▶ **To be done**: Pick out and copy every line of the data below that contains the word "tree". Matching is case-sensitive.

▶ **Dataset extract**:
---

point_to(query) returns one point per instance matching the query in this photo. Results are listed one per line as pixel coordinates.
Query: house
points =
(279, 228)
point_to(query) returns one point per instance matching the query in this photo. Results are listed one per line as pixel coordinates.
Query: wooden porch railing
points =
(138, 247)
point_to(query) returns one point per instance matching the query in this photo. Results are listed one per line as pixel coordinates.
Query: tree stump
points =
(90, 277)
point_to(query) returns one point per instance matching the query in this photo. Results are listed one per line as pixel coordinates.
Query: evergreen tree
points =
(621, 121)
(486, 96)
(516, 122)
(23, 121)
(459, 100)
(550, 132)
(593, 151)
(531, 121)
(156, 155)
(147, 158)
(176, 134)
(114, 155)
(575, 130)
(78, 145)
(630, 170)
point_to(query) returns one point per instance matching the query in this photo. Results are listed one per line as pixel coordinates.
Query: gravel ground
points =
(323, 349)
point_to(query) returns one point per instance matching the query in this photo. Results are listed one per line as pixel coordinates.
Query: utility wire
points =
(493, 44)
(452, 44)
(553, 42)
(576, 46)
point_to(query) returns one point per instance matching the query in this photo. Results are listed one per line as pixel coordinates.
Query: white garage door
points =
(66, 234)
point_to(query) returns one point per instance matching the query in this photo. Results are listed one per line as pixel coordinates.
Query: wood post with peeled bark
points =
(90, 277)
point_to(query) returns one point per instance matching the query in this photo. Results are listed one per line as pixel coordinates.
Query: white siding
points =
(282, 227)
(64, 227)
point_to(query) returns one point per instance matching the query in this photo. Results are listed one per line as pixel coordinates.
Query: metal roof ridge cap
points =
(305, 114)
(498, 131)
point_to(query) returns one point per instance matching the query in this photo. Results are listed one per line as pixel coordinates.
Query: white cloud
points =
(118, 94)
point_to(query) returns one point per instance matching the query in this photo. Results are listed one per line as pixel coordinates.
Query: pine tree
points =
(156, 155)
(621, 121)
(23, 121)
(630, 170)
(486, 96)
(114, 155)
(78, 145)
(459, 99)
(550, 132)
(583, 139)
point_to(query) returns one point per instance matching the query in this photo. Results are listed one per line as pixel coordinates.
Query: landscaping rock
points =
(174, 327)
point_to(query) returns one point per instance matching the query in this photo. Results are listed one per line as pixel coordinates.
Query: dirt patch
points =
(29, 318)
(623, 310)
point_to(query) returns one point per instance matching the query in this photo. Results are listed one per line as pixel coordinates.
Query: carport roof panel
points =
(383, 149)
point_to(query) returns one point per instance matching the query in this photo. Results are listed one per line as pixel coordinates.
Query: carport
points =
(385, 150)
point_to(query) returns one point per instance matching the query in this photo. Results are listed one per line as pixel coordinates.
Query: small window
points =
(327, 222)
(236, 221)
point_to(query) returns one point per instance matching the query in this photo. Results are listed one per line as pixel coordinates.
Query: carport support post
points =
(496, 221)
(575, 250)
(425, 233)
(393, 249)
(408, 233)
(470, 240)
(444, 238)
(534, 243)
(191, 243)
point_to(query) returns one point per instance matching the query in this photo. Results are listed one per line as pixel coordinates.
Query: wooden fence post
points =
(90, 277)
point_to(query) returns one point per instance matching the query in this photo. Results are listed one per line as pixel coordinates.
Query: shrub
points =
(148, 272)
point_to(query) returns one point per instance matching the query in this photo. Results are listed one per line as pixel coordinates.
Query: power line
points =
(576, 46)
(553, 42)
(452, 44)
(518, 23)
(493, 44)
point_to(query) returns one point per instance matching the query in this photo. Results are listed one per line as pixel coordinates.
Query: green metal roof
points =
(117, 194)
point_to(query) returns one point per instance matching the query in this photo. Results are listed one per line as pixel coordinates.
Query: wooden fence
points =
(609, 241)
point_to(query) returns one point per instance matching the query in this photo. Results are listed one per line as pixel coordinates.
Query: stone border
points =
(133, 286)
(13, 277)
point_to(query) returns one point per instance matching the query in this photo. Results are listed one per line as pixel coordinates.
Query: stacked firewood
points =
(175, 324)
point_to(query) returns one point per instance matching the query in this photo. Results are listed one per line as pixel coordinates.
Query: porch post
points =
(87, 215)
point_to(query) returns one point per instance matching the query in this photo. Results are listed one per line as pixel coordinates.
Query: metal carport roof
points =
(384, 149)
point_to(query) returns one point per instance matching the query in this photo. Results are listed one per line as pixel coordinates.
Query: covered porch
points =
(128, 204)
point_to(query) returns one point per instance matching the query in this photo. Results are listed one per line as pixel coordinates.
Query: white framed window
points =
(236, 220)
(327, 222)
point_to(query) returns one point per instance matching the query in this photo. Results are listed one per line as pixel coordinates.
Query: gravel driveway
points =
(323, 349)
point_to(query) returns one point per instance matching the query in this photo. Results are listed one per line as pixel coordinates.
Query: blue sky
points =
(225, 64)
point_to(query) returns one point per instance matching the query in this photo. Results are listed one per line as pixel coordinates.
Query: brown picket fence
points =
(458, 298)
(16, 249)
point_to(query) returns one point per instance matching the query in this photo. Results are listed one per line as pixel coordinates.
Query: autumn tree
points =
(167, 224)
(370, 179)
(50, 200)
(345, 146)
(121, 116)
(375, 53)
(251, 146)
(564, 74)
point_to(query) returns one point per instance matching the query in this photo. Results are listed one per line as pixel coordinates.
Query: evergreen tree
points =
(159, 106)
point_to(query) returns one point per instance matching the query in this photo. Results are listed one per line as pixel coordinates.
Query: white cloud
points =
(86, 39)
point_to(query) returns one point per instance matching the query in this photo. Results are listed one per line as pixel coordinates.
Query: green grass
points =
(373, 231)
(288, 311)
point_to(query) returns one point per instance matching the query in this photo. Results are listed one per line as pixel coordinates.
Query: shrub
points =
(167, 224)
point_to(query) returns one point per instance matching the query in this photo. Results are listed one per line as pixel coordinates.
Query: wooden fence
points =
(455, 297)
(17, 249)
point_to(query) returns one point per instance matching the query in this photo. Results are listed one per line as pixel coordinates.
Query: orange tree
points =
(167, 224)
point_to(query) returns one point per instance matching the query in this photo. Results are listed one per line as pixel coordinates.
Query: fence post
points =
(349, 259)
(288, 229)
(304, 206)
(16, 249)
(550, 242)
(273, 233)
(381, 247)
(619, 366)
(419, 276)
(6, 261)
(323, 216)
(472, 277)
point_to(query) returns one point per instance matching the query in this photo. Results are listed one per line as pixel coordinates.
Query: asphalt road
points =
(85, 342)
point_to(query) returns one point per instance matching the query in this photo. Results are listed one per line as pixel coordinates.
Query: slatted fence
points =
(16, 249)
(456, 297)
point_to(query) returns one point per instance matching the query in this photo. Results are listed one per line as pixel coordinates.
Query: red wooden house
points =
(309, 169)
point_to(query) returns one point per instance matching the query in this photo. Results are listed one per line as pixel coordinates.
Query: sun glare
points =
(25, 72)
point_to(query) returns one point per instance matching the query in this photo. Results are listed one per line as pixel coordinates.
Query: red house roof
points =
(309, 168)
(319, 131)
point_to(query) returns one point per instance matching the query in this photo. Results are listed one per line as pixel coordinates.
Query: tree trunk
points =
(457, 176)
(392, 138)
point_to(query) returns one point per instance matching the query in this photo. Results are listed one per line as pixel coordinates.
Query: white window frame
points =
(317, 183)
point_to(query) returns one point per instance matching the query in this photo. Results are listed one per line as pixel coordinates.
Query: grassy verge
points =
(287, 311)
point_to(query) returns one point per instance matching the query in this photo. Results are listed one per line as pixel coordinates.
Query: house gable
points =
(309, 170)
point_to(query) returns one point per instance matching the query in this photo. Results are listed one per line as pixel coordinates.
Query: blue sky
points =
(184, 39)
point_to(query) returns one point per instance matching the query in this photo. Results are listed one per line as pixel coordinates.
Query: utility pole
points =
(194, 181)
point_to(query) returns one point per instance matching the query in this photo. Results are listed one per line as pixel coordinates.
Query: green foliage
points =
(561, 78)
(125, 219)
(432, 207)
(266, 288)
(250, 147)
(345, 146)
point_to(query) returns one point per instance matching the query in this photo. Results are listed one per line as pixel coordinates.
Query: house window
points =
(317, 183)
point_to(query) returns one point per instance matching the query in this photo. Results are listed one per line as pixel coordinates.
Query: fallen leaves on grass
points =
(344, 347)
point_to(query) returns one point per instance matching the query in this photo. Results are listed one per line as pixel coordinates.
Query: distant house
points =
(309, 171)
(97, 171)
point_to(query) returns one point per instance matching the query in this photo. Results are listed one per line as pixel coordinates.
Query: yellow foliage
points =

---

▶ **The reply**:
Query: tree stump
Query: evergreen tree
Query: pine tree
Query: autumn tree
Query: evergreen tree
Query: orange tree
Query: tree trunk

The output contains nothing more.